[Referring expression data]
################
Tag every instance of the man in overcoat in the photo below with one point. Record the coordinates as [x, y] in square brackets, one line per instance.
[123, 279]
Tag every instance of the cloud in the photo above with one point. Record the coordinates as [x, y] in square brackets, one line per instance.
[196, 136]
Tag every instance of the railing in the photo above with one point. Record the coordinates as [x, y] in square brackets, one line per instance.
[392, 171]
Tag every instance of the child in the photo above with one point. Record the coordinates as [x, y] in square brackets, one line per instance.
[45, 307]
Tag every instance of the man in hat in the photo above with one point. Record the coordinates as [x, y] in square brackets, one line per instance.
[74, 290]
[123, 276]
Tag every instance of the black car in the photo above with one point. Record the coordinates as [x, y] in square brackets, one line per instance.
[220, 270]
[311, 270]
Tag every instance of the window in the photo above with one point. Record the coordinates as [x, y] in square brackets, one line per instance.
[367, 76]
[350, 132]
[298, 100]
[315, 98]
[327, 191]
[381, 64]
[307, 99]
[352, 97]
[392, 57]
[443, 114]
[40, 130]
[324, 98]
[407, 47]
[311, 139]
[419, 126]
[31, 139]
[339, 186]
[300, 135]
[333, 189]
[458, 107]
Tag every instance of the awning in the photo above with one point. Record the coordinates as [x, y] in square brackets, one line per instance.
################
## Task goal
In full and without alteration, retype the entries above.

## Written answer
Tag every instance of the man in overcoat in the photo below with one point. Record the coordinates as [x, y] in square brackets, one line per instance.
[123, 279]
Tag every instance of the cloud in the photo above with one point. Record the coordinates as [x, y] in square brackets, one line per instance.
[196, 136]
Tag every instance of the railing in the photo above with one point. Record the coordinates as [x, y] in square brackets, one line per instance.
[392, 171]
Tag every instance of the child in the photo above with one point. Record the coordinates as [x, y] in square brackets, one line per instance.
[45, 307]
Tag every instance of the man in hat in the photo above with one point. Record the coordinates as [x, y] in square brackets, one line per instance.
[74, 290]
[123, 276]
Tag every instance of the black car in the photo above with one point. Record the coordinates as [x, y] in square brackets, one line per instance.
[220, 270]
[311, 270]
Tag every instance of the window in the photo above with one point. Record the coordinates as [x, y] in square brackets, one line per instance.
[367, 76]
[350, 132]
[298, 100]
[315, 98]
[327, 191]
[381, 64]
[307, 99]
[352, 97]
[392, 57]
[443, 114]
[40, 130]
[324, 98]
[407, 47]
[311, 139]
[419, 126]
[31, 139]
[339, 186]
[300, 135]
[333, 189]
[458, 107]
Tag every instance of the awning in the photo above with one point. Record the coordinates as [x, y] in square brackets, one line per instance.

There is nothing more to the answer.